» **Supplied passage**
Bug 241609 - fexecve() fails after calling setuid() or seteuid()
Summary: fexecve() fails after calling setuid() or seteuid()
Alias: None
Product: Fedora
Classification: Fedora
Component: kernel
Version: 5
Hardware: All
OS: Linux
Target Milestone: ---
Assignee: Kernel Maintainer List
QA Contact: Brian Brock
Depends On:
TreeView+ depends on / blocked
Reported: 2007-05-28 21:12 UTC by Rennie deGraaf
Modified: 2007-11-30 22:12 UTC (History)
1 user (show)

Fixed In Version:
Doc Type: Bug Fix
Doc Text:
Clone Of:
Last Closed: 2007-08-20 22:35:25 UTC
Type: ---

Attachments (Terms of Use)
A program that demonstrates the bug. (540 bytes, text/x-csrc)
2007-05-28 21:12 UTC, Rennie deGraaf
no flags Details

Description Rennie deGraaf 2007-05-28 21:12:18 UTC
Description of problem:
Linux currently lacks a proper fexecve() system call, so fexecve() is
implemented as a glibc library call that looks up the file to execute in
/proc/self/fds and calls execve().  However, if a program that starts as root
drops root privileges by calling setuid() or seteuid() before calling fexecve()
(for instance, in order to execute a program as another user), then it no longer
has read access to /proc/self/fds, and fexecve() fails.

The man page for fexecve() does not mention this failure mode.  (Incidentally,
the man page for fexecve() in not included in FC5.)

Version-Release number of selected component (if applicable):
This bug occurs in glibc-2.4-11 from FC5.  Since sysdeps/unix/sysv/linux/fexec.c
in the glibc sources (the file implementing the fexecve() emulation) hasn't
changed, I expect that this issue occurs in all versions of glibc that implement

Steps to Reproduce:
Run the attached program *as root*.  (If user id 99 doesn't exist on your
system, change the arguments of the setuid() or seteuid() call a user id that
does exist.)  It should produce no output and return 0, but it instead prints
"fexecve() failed; errno = 13" and returns 255, indicating that the call to
fexecve() failed. (errno code 13 is EACCES).  If the setuid() and seteuid()
calls are both commented out, the program works as expected.

Additional Info:
I don't think that this can be fixed in libc; we need a proper kernel
implementation.  A work-around is to use execve() directly, but this leads to
race conditions under some circumstances (such as when trying to execute a file
with the file owner's permissions).

» **Task 1**
Update the bug report text from "Description Rennie deGraaf" down to "and fexecve() fails.", replacing "/proc/self/fds" with "/proc/self/fd".
» **Task 2**
In the bug report, what errno value does the attached program print when fexecve() fails, and what error code does that number stand for?

» **Material**
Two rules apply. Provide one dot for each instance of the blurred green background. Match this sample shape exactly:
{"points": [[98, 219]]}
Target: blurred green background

» **Worked solution 1**
Description Rennie deGraaf 2007-05-28 21:12:18 UTC
Description of problem:
Linux currently lacks a proper fexecve() system call, so fexecve() is
implemented as a glibc library call that looks up the file to execute in
/proc/self/fd and calls execve().  However, if a program that starts as root
drops root privileges by calling setuid() or seteuid() before calling fexecve()
(for instance, in order to execute a program as another user), then it no longer
has read access to /proc/self/fd, and fexecve() fails.

» **Worked solution 2**
It prints errno = 13, which is EACCES.